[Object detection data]
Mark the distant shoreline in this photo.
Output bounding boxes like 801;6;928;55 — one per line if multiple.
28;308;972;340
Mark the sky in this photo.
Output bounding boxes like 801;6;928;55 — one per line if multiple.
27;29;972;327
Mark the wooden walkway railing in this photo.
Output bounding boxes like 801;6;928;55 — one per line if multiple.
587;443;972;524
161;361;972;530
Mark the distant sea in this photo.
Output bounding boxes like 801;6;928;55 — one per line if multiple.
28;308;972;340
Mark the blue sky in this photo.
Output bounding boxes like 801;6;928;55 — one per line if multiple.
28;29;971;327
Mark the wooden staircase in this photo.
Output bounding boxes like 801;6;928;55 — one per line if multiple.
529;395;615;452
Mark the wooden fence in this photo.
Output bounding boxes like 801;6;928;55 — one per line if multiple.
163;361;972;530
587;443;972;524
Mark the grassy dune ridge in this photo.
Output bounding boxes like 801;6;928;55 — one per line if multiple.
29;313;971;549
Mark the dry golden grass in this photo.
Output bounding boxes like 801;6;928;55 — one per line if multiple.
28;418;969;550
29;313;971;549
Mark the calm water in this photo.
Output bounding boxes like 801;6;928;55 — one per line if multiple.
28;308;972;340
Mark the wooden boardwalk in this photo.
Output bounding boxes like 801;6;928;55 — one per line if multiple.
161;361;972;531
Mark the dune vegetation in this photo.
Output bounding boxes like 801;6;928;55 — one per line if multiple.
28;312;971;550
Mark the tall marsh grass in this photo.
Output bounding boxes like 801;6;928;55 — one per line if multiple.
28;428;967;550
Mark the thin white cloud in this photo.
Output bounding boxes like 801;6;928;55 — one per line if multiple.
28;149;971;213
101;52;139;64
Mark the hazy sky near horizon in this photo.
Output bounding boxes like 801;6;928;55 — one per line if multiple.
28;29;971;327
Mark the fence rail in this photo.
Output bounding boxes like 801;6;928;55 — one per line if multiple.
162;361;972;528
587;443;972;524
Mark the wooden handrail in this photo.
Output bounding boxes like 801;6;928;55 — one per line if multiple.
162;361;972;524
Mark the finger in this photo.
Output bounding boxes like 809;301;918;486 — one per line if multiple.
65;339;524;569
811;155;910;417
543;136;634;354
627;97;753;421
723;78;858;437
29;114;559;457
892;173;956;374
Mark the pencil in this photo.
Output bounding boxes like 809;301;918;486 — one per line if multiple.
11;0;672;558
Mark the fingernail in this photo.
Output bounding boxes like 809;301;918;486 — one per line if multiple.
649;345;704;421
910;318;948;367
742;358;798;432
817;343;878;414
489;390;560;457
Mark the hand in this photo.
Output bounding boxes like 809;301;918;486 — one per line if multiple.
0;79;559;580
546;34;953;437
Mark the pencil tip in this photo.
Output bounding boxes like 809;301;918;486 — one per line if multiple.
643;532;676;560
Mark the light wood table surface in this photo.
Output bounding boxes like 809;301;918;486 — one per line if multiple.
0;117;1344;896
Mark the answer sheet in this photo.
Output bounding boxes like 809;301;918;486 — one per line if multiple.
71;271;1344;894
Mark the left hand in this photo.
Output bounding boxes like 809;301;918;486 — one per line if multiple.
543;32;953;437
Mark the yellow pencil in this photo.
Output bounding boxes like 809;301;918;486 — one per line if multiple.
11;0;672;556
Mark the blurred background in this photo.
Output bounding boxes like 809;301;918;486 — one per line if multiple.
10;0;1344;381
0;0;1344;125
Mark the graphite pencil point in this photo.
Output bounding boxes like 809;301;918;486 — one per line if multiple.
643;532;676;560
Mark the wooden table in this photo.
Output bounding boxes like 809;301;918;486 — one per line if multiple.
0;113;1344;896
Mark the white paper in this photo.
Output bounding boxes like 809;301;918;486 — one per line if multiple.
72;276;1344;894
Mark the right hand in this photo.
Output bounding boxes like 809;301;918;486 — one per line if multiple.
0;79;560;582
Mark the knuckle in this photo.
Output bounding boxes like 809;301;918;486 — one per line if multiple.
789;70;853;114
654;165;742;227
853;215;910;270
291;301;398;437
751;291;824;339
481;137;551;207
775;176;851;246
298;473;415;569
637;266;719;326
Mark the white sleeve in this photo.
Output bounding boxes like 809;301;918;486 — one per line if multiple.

### SET TASK
Duplicate the entries between the line holding "Mark the dry golden grass in this photo." and the line holding "28;312;971;550", inclusive, and change nothing in them.

### SOLUTION TO THIS PROBLEM
Mark the dry golden grass in this photo.
Output bounding boxes like 801;6;928;55 — one per line if multiple.
28;418;969;550
29;313;971;549
Mark the calm water in this photo.
Output bounding boxes like 801;6;928;55 — one per line if multiple.
28;308;972;340
Mark the wooden boardwalk in this photo.
Output bounding boxes like 801;6;928;55 — one per line if multiple.
161;361;972;531
Mark the dune vegetation in this photo.
Output bounding boxes like 801;6;928;55 — one per line if multiple.
28;312;971;550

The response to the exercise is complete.